____ DATA FOR THE TASK
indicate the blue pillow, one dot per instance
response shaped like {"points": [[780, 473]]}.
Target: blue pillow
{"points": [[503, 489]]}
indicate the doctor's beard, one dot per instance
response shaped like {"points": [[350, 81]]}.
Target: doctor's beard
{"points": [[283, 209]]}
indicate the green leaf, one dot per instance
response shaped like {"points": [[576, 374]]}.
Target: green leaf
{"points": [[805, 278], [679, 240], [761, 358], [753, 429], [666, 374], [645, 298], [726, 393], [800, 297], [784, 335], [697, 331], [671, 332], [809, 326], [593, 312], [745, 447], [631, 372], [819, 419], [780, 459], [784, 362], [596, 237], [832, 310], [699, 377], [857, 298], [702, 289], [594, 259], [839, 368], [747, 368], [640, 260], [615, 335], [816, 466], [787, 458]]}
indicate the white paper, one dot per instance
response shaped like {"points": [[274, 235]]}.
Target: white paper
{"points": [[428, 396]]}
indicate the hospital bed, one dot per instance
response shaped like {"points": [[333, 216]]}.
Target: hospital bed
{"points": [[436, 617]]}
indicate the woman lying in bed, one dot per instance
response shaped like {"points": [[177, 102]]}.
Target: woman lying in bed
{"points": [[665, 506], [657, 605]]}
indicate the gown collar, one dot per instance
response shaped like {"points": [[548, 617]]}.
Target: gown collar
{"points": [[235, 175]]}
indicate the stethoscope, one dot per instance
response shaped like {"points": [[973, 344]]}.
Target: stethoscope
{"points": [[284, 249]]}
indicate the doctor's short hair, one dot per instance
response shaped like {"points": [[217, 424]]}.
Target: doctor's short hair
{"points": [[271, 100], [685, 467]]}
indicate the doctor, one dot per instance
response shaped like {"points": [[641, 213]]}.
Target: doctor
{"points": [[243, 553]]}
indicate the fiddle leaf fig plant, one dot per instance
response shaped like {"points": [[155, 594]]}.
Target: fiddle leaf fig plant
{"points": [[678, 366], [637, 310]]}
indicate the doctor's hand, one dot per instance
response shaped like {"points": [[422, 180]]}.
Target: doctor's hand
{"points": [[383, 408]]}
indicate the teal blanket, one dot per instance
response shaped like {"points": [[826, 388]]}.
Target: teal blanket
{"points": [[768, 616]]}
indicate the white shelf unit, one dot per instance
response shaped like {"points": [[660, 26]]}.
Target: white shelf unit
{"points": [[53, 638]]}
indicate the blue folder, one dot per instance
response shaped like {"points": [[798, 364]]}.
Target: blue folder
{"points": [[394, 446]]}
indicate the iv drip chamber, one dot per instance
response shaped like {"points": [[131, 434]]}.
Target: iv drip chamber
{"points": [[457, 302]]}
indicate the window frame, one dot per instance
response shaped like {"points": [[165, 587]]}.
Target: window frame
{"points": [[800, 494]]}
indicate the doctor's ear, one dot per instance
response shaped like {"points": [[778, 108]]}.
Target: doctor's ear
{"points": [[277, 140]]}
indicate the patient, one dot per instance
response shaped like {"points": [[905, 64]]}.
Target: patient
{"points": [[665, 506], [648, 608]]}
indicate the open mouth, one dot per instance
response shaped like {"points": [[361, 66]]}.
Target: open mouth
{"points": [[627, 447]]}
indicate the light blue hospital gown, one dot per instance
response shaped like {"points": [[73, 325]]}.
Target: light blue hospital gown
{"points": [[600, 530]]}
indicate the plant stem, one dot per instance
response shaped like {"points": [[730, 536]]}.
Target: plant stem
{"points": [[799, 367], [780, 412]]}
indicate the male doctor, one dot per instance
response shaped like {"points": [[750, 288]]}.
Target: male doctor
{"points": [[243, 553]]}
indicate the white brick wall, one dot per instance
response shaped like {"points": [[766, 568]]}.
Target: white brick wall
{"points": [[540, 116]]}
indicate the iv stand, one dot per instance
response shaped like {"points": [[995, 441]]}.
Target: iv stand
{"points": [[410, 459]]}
________
THE PROBLEM: Could you transcribe all of the entries above, word for word?

ANSWER TO THIS EXERCISE:
indicate the blue pillow, one dot per instance
response shaped like {"points": [[780, 473]]}.
Target: blue pillow
{"points": [[503, 489]]}
indicate the doctor's beard, one dot per instance
response shaped like {"points": [[350, 81]]}.
Target: doctor's beard
{"points": [[283, 209]]}
indicate the green leaf, one dot per instance
response shaped like {"points": [[576, 374]]}.
Target: green leaf
{"points": [[805, 278], [679, 240], [761, 358], [753, 429], [666, 374], [645, 298], [726, 393], [800, 297], [784, 335], [697, 331], [671, 332], [809, 326], [593, 312], [745, 447], [631, 372], [819, 419], [780, 459], [784, 362], [596, 237], [832, 310], [699, 377], [857, 298], [702, 289], [594, 259], [839, 368], [747, 368], [640, 260], [615, 335], [816, 466], [787, 458]]}
indicate the white paper, one dot per instance
response shaped like {"points": [[274, 235]]}.
Target: white paper
{"points": [[428, 396]]}
indicate the hospital bed, one dot per instance
response shaped like {"points": [[333, 216]]}.
Target: hospital bed
{"points": [[436, 617]]}
indicate the woman lying in bed, one dot per instance
response shaped like {"points": [[177, 102]]}.
Target: woman lying in bed
{"points": [[665, 506], [657, 605]]}
indicate the gown collar, one dot per instance
response shaped like {"points": [[548, 617]]}.
Target: gown collar
{"points": [[235, 175]]}
indicate the stethoscope, one dot per instance
response shaped like {"points": [[973, 344]]}.
Target: stethoscope
{"points": [[284, 249]]}
indicate the doctor's short hair, one dot per instance
response shaped like {"points": [[217, 424]]}.
Target: doctor's short hair
{"points": [[271, 100], [685, 467]]}
indicate the doctor, one dot per instance
response shaped like {"points": [[641, 213]]}.
Target: doctor
{"points": [[243, 553]]}
indicate the fiddle leaf fig plant, one dot per instance
response shaped like {"points": [[155, 594]]}.
Target: fiddle leaf fig plant
{"points": [[678, 366], [637, 310]]}
indicate the doctor's hand, one dot per instance
response shaped like {"points": [[422, 180]]}.
Target: doctor's hand
{"points": [[383, 408]]}
indicate the teal blanket, one dot per instance
response shaped like {"points": [[826, 388]]}.
Target: teal blanket
{"points": [[768, 616]]}
indicate the white shelf unit, one dot per instance
response shaped like {"points": [[660, 26]]}.
Target: white shelf unit
{"points": [[53, 638]]}
indicate the blue folder, one dot per instance
response shaped like {"points": [[798, 364]]}.
Target: blue folder
{"points": [[394, 446]]}
indicate the iv drip chamber, one dot per instance
response shaped like {"points": [[131, 434]]}.
Target: iv drip chamber
{"points": [[457, 302]]}
indicate the window frame, one dot per instance
response shaped like {"points": [[165, 587]]}.
Target: window frame
{"points": [[800, 494]]}
indicate the doctor's ear, one dot per instance
response shaped like {"points": [[778, 108]]}.
Target: doctor's ear
{"points": [[277, 140]]}
indicate the patient, one dot per instance
response shaped like {"points": [[905, 64]]}.
Target: patient
{"points": [[665, 506], [648, 608]]}
indicate the open mouth, one dot per instance
response shaped like {"points": [[361, 66]]}.
Target: open mouth
{"points": [[627, 447]]}
indicate the light blue hospital gown, one dot per instance
response shaped like {"points": [[73, 325]]}.
Target: light blue hospital gown
{"points": [[600, 530]]}
indicate the plant stem, one dot per instance
response shaped like {"points": [[730, 536]]}.
Target: plant stem
{"points": [[799, 367], [780, 412]]}
indicate the male doctor, one dot per instance
response shaped like {"points": [[750, 288]]}.
Target: male doctor
{"points": [[243, 553]]}
indicate the white brick wall, one dot per instance
response shaped like {"points": [[766, 568]]}.
Target: white brick wall
{"points": [[540, 116]]}
indicate the iv stand, one dot per instance
response shaped like {"points": [[995, 441]]}.
Target: iv stand
{"points": [[410, 459]]}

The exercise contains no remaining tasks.